↓

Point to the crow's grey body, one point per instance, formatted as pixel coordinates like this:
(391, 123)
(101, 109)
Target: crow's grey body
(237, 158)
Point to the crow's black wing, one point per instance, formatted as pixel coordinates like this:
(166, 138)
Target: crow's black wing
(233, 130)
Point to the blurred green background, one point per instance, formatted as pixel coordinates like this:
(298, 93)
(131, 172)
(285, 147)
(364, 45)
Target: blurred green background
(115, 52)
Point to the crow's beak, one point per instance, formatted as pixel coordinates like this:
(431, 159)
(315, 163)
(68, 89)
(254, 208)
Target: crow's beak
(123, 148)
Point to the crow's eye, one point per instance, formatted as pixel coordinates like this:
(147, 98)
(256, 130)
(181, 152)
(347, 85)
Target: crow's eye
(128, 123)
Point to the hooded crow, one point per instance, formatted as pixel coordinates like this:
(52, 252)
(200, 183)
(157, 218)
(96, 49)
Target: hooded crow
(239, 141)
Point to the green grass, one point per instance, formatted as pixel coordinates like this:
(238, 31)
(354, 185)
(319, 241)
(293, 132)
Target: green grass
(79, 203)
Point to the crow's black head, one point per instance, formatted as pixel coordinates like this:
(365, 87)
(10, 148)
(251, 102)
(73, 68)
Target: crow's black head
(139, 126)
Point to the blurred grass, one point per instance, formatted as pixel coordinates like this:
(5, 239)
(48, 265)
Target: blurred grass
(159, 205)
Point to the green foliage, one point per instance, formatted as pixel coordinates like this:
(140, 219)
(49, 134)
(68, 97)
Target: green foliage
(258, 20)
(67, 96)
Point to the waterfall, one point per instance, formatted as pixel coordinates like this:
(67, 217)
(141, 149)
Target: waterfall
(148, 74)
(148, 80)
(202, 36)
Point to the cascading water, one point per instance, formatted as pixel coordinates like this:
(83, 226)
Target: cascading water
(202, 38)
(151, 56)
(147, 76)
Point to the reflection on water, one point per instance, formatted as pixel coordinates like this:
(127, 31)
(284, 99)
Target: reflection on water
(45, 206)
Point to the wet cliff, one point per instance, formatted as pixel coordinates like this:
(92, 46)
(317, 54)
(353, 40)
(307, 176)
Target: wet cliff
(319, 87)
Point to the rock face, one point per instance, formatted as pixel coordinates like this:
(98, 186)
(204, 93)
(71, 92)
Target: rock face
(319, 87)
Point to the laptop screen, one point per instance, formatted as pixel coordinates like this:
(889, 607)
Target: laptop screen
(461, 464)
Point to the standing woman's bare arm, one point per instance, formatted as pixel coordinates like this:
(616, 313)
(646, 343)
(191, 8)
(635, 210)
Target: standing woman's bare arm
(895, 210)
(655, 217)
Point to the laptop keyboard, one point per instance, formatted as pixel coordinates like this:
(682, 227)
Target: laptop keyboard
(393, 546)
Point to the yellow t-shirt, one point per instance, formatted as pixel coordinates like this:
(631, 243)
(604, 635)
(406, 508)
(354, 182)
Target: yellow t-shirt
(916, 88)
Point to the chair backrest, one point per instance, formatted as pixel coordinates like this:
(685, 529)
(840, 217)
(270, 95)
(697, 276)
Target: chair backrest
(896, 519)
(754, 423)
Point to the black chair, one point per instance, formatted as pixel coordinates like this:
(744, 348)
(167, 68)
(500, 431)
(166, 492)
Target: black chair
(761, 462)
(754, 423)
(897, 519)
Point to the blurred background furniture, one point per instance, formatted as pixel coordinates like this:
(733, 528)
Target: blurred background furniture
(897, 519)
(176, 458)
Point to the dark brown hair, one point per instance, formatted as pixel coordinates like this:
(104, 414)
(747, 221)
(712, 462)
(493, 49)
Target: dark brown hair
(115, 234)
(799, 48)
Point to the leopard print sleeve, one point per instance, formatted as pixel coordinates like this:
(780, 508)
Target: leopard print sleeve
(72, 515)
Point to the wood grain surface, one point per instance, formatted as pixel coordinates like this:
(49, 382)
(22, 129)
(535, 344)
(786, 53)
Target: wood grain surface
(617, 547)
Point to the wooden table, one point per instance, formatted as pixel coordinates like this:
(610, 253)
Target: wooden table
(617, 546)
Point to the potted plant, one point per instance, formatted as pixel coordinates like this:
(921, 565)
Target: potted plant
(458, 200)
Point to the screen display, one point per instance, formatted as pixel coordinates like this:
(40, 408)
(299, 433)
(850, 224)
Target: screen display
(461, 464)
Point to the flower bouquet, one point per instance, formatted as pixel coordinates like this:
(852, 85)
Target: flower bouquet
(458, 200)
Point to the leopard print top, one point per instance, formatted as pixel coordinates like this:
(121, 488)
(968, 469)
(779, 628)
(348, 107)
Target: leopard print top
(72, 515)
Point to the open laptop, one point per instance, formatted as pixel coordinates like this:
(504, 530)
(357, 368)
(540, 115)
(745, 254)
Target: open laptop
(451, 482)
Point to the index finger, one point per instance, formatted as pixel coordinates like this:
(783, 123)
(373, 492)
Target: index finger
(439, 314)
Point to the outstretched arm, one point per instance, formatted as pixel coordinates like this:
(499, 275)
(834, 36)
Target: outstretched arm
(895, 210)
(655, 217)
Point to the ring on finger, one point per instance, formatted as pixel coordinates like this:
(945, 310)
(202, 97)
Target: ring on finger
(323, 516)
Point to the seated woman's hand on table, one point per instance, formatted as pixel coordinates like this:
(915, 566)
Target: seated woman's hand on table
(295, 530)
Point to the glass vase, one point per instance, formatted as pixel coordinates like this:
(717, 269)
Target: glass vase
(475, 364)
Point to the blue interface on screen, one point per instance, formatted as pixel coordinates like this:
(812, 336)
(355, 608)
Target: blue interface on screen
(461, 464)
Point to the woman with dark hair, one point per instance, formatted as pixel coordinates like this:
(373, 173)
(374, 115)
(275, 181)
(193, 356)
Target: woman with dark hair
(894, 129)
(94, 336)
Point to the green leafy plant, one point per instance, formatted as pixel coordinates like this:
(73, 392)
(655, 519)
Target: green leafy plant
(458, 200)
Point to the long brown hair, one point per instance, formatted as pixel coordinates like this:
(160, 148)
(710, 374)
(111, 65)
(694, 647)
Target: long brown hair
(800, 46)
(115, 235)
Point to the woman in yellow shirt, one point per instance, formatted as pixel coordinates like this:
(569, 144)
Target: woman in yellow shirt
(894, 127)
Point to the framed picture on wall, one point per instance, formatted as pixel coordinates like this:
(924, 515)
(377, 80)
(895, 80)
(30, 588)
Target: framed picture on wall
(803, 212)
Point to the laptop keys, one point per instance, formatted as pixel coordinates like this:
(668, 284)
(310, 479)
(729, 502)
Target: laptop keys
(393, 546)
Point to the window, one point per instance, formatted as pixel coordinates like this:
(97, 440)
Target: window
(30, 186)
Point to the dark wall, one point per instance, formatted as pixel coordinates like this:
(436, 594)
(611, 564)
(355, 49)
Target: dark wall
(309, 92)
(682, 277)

↑

▸ OBJECTIVE
Rewrite the stretch from the line containing "Point to the dark wall, one" through the end of the entries, changing "dark wall" to "shadowed wall" and keeping everything else the same.

▸ ANSWER FOR THE TASK
Point to the shadowed wall, one point per instance, formatted as pixel coordinates like this:
(436, 594)
(611, 564)
(355, 49)
Target: shadowed wall
(309, 92)
(682, 277)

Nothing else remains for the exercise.